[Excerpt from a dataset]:

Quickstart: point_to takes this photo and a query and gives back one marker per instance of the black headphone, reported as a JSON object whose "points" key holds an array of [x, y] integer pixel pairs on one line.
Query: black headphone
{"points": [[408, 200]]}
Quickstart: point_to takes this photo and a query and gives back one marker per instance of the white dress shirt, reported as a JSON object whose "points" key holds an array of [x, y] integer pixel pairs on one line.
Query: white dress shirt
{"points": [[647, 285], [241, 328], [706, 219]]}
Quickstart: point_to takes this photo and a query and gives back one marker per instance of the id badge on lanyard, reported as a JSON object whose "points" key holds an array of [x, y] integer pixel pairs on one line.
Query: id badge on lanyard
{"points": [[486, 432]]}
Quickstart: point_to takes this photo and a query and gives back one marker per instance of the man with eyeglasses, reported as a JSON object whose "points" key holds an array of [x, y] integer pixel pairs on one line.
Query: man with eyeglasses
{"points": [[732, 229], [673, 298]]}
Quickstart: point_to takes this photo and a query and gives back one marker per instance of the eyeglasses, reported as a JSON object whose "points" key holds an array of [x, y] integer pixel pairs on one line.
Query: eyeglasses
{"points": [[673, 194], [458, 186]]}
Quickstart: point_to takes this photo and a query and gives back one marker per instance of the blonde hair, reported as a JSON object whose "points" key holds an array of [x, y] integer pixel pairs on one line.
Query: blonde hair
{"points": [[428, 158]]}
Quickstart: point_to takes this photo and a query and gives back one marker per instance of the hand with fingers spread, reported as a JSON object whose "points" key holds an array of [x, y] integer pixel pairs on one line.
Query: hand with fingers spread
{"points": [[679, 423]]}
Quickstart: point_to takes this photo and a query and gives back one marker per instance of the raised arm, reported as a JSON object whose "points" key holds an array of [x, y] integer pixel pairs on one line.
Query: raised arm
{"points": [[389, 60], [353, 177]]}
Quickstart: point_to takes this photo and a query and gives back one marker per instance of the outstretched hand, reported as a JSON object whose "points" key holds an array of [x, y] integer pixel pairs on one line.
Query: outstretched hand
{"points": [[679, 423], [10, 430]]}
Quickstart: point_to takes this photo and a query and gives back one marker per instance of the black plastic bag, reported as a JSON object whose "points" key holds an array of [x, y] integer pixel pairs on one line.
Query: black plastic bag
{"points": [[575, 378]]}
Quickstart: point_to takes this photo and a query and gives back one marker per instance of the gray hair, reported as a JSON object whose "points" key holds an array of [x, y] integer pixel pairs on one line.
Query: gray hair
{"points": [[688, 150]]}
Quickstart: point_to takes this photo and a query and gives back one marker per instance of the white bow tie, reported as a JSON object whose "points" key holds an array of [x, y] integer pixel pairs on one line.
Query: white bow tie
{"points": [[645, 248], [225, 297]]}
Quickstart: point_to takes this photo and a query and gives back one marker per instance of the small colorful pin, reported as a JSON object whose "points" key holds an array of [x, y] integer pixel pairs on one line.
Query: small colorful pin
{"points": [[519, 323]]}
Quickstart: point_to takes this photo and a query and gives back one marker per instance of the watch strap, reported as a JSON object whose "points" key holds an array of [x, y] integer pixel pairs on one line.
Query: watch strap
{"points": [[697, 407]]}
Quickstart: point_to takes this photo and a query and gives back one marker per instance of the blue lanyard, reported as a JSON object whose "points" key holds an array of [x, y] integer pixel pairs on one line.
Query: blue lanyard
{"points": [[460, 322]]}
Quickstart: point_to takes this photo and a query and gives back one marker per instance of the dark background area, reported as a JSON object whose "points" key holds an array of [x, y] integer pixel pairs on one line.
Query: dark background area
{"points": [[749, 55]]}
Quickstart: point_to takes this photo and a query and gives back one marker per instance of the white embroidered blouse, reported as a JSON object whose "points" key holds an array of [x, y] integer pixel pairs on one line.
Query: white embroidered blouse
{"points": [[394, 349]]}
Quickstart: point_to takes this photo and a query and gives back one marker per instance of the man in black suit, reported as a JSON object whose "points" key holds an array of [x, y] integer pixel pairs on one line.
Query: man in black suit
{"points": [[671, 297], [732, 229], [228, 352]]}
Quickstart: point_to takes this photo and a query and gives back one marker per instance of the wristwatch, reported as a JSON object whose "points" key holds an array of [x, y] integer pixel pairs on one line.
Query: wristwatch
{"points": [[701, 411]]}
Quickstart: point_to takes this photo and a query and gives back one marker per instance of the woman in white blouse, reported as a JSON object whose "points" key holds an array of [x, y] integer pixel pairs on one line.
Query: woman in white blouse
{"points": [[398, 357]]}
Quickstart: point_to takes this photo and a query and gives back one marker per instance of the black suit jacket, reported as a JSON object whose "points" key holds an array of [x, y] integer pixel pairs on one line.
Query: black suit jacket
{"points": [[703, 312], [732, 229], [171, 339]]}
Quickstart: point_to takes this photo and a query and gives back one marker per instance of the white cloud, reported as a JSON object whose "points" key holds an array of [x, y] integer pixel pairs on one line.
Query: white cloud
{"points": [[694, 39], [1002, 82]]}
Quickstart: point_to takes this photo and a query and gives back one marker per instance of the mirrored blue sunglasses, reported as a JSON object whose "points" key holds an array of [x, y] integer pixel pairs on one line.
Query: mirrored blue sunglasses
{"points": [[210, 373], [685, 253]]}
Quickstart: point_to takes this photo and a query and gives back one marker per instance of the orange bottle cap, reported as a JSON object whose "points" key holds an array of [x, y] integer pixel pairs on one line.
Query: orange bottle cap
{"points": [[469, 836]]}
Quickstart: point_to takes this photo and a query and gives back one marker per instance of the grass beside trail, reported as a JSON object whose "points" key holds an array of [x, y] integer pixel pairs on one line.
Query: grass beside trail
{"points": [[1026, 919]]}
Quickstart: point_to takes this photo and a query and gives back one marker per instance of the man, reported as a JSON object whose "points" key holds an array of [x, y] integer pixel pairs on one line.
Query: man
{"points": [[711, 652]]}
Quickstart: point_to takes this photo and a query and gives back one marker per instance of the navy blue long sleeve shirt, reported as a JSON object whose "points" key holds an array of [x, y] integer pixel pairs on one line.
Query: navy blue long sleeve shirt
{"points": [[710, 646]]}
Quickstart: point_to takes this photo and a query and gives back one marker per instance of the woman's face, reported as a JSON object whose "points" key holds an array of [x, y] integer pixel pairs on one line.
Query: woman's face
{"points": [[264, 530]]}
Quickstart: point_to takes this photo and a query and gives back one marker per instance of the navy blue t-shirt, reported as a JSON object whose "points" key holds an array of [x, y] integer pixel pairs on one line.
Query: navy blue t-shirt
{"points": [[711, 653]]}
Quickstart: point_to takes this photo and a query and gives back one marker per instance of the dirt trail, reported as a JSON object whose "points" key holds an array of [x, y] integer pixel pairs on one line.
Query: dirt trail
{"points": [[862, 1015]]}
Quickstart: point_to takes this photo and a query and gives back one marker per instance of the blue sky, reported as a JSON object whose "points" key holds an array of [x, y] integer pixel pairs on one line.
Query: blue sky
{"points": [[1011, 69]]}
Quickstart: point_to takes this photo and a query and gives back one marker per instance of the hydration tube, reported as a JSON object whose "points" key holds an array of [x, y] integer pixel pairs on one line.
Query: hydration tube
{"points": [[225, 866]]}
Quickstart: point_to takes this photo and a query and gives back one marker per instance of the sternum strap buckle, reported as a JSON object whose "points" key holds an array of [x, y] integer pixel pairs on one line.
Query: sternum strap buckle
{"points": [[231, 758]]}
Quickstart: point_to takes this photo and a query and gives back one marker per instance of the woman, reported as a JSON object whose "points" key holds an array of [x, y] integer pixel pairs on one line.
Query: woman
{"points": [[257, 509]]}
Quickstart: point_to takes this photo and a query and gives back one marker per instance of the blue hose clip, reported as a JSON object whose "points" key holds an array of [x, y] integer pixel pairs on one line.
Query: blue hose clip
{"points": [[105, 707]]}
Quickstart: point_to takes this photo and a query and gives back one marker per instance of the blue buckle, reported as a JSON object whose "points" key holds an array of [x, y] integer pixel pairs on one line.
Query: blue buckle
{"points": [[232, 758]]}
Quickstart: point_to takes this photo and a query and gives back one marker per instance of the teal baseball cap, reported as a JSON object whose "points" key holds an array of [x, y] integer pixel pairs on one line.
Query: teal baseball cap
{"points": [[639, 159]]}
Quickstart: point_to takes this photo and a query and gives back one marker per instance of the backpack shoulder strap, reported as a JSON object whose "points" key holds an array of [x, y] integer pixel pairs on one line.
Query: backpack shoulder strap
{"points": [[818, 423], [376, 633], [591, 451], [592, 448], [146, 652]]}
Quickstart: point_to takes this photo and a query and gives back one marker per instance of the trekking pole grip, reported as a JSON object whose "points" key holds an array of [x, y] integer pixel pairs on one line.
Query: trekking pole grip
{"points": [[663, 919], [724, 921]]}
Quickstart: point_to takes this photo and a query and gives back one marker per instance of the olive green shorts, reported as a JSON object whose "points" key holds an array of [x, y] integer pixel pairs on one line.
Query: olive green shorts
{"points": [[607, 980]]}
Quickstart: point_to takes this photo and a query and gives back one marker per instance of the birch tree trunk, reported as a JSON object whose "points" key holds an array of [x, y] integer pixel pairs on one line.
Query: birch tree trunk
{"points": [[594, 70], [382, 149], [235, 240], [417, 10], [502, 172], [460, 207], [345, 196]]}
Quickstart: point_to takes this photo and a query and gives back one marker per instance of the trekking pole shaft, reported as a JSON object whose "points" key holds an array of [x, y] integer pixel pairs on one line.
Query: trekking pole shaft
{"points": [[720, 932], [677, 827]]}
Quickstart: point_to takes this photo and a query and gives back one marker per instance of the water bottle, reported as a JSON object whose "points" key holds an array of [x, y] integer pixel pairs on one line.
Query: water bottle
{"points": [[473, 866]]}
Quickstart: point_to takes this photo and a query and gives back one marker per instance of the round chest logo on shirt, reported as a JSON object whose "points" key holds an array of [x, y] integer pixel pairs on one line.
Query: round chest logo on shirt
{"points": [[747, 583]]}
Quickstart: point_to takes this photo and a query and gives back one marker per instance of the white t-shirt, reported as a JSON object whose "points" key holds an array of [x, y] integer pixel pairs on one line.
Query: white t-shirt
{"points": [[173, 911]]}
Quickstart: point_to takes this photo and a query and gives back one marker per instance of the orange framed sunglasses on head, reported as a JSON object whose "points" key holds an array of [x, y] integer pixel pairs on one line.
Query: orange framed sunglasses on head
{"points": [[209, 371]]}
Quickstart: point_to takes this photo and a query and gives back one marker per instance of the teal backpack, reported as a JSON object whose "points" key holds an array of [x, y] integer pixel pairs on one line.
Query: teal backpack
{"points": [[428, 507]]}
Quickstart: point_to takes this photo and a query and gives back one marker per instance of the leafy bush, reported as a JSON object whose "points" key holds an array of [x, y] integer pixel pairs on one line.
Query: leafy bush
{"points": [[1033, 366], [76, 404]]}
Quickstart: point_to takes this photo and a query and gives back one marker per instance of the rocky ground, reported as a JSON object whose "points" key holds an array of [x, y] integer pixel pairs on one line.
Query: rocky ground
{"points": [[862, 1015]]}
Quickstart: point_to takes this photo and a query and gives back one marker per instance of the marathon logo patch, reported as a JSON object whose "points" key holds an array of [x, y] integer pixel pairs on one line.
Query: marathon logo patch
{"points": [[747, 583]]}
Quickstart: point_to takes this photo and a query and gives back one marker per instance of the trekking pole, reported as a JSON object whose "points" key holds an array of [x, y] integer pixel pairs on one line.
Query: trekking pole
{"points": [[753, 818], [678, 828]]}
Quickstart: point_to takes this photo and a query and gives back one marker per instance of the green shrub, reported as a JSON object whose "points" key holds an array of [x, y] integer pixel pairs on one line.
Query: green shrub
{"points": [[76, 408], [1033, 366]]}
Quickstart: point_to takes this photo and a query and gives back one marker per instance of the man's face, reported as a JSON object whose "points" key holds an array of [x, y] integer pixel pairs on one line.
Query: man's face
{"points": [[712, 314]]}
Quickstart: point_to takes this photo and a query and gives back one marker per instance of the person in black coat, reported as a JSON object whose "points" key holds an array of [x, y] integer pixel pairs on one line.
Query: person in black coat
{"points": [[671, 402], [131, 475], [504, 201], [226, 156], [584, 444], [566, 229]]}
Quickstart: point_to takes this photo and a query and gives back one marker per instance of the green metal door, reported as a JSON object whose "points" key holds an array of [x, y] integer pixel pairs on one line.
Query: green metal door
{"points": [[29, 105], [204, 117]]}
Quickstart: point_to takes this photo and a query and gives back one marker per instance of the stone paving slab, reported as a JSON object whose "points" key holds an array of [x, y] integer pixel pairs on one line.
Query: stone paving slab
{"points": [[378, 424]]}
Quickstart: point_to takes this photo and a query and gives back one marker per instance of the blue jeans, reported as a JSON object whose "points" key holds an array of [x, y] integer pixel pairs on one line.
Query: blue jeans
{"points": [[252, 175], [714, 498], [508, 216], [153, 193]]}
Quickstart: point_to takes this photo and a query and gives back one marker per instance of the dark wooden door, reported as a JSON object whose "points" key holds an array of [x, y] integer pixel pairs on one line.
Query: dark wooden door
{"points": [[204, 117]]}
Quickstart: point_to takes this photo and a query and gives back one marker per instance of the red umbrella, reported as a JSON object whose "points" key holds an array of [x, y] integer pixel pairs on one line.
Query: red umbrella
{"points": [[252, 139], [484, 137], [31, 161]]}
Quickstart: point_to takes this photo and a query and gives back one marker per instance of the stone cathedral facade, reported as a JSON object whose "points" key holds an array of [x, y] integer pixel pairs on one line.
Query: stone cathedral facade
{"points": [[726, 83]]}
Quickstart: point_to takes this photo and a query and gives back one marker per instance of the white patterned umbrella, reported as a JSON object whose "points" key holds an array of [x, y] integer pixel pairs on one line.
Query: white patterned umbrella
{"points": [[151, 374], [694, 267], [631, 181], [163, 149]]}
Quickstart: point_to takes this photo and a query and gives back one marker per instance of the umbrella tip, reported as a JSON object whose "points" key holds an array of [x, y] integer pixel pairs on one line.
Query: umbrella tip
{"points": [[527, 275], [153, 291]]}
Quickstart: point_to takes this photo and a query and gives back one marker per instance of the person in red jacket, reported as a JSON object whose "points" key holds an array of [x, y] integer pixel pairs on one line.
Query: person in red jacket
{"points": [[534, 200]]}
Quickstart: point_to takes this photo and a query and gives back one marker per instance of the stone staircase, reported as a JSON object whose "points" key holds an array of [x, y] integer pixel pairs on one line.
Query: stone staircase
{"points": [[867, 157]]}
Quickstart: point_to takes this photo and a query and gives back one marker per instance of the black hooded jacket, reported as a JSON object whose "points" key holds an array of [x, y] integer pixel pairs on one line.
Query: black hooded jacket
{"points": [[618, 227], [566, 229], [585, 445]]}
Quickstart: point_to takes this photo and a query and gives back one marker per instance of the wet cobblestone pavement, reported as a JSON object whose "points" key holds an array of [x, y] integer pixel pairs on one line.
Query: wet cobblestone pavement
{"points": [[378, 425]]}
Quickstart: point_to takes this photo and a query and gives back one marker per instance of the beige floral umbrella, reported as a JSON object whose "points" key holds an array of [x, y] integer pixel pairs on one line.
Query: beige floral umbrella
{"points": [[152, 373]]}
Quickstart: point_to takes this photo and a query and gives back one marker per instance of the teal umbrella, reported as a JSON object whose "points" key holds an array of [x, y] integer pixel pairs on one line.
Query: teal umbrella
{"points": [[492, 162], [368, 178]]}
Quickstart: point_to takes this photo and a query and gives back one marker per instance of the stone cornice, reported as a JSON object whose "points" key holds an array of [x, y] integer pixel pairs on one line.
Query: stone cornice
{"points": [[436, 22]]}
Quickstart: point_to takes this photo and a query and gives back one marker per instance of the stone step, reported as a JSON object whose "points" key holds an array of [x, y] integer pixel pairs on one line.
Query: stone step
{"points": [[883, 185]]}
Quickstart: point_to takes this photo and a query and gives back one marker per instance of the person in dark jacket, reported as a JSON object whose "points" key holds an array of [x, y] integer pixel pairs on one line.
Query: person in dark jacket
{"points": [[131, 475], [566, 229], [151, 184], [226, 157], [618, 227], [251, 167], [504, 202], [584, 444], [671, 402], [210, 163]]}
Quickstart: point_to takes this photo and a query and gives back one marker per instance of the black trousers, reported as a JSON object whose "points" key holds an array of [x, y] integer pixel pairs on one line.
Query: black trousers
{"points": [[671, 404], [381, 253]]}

[Problem description]: Return the lines above, from the one containing "dark jacket, reported" to the end, exactly as they stand.

[Solution for this task]:
Quickstart: point_to takes this photo and a query and gives back one marker per instance of the person in dark jacket, reported as a JSON object whose "points" key holds an array of [x, y] integer pixel pairs on one line.
Query: person in dark jacket
{"points": [[131, 475], [566, 229], [151, 184], [226, 157], [618, 227], [251, 167], [504, 202], [584, 444], [671, 402], [210, 163]]}
Quickstart: point_to takes this photo and a query and gives back one marker per instance of the black trousers, reported as a JSON object whose "points" key holds an array of [x, y] integer pixel pairs on one line.
Query: black trousers
{"points": [[671, 404], [381, 253]]}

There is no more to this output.